SUPPLIED TEXT -
+ + + +

I am creating a library called 'context-propagation' meant purely to propagate any (threadlocal) context implementation from a parent-thread to any background thread in a stack-like fashion, using the Autocloseable try-with-resources mechanism to allow verified stack unrolling (and automatic skipping if a pop is missed). It revolves around a Context and ContextManager interface (each with only two methods) and a utility to create a snapshot from all known ContextManager implementations at once. If you're interested, please take a look here and let me know what you think: https://github.com/talsma-ict/context-propagation

(we needed it for security propagation, but are now looking into adding opentracing and would like to re-use the mechanism that is currently in-place that serves us well).

sjoerdtalsma avatar Dec 06 '16 19:12 sjoerdtalsma

@cwe1ss I think the only requirement is "I need to get the current span". The fact that Java implementation often uses stack is a side-effect of thread-local implementation, since you're using the same API to retrieve different spans at different times, and stack is the only thing that makes sense for that.

yurishkuro avatar Dec 06 '16 19:12 yurishkuro

@yurishkuro there's also the logical requirement to "set the current span". Do you think this is implicit - meaning that every span that is created is automatically "the current span" or do you see this as an explicit feature/step?

In other words, do you think that the context should be part of the tracer interface in which a call to StartSpan would automatically store the span in the context and something new like tracer.CurrentSpan would return it from the context? Or would you prefer a new interface like traceContext that must be called explicitly by the user after a span has been created - e.g. traceContext.SetCurrentSpan and traceContext.GetCurrentSpan?

+ + + +

SOURCE EXCERPT -
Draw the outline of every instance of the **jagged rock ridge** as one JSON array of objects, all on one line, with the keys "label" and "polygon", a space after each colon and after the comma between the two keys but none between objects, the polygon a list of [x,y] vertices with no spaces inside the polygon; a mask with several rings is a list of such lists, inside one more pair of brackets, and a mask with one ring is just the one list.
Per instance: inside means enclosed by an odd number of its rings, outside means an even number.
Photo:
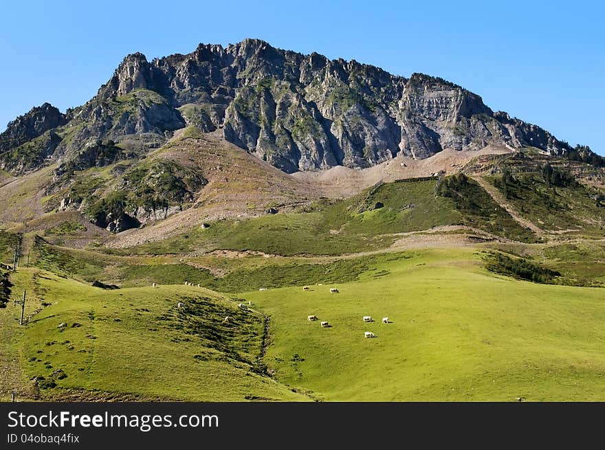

+ + + +

REQUIREMENT 1 - Output the passage of the context-propagation thread between "sjoerdtalsma avatar Dec" and "an explicit feature/step?", inclusive.
REQUIREMENT 2 -
Answer these questions from the context-propagation thread:
(a) Which two interfaces does the library revolve around?
(b) What was the library originally needed for?
(c) According to yurishkuro, what is the only requirement?

TASK SOLUTION 1 -
sjoerdtalsma avatar Dec 06 '16 19:12 sjoerdtalsma

@cwe1ss I think the only requirement is "I need to get the current span". The fact that Java implementation often uses stack is a side-effect of thread-local implementation, since you're using the same API to retrieve different spans at different times, and stack is the only thing that makes sense for that.

yurishkuro avatar Dec 06 '16 19:12 yurishkuro

@yurishkuro there's also the logical requirement to "set the current span". Do you think this is implicit - meaning that every span that is created is automatically "the current span" or do you see this as an explicit feature/step?

TASK SOLUTION 2 -
(a) Context and ContextManager.
(b) Security propagation.
(c) "I need to get the current span."